In protein containing more than one polypeptide chain, the number and
the arrangement of polypeptide chains (subunits) is called quaternary
structure.
In quaternary structure, subunits are held together by non-covalent
bonds.
There are Two types of quaternary protein structures:
Homogenous quaternary structure.
Heterogeneous quaternary structure.
Homogenous quaternary structure has identical subunits (Homo-
quaternary protein).
Glycogen phosphorylase a (2 identical subunits).
Lactate Dehydrogenase [LDH (H4, M4)].

Heterogeneous quaternary structure has non–identical subunits (Homo-quaternary protein):
Hb A (α2 & β2 subunits)
LDH (H3M,H2M2,HM3)

Denaturation of protein
Denaturation is the unfolding & disorganization of protein structure without affecting the primary
structure (peptide bonds).

* **What the task asks**
Translate this sentence from the protein structure passage into Spanish: "In quaternary structure, subunits are held together by non-covalent bonds."

* **Available data**
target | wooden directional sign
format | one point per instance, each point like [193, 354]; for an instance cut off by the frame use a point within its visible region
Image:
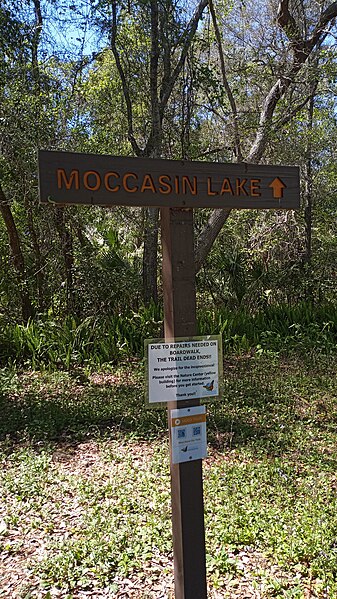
[68, 178]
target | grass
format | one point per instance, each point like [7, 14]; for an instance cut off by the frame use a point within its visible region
[85, 481]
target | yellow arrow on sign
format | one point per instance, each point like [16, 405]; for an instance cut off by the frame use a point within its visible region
[277, 186]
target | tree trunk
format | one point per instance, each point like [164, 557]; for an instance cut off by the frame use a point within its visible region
[18, 259]
[68, 257]
[308, 197]
[39, 262]
[150, 255]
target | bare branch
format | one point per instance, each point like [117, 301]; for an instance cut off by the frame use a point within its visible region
[137, 150]
[237, 144]
[190, 30]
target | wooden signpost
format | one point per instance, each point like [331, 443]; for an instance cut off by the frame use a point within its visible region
[176, 187]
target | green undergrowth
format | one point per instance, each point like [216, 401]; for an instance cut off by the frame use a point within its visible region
[270, 480]
[96, 341]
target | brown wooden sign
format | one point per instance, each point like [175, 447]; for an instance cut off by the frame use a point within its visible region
[69, 178]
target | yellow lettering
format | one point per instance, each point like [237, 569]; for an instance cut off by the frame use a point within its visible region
[148, 184]
[107, 177]
[165, 184]
[186, 182]
[125, 182]
[68, 183]
[209, 187]
[226, 187]
[240, 187]
[255, 187]
[94, 174]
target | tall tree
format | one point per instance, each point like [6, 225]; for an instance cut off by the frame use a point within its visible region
[301, 35]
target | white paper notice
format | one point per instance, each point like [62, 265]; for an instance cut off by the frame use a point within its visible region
[188, 434]
[183, 370]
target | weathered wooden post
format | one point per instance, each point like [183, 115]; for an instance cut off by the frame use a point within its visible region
[177, 187]
[186, 478]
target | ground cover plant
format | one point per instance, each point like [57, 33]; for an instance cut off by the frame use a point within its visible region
[85, 493]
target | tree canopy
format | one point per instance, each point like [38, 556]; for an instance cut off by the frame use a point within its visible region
[210, 80]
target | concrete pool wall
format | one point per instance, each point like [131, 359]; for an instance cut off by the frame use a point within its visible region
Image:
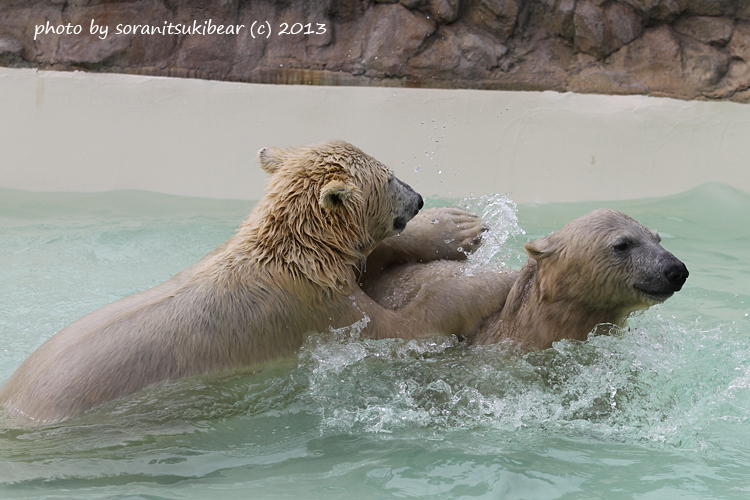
[63, 131]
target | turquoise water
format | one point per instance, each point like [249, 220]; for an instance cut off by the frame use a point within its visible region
[659, 411]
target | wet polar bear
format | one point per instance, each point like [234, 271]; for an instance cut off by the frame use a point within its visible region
[290, 269]
[594, 272]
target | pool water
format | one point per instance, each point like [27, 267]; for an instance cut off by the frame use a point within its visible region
[658, 411]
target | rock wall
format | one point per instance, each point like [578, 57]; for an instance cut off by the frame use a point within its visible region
[689, 49]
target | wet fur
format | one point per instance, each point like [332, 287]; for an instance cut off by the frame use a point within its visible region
[289, 270]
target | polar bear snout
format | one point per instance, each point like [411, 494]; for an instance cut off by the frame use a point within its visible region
[667, 277]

* **Output**
En la estructura cuaternaria, las subunidades se mantienen unidas mediante enlaces no covalentes.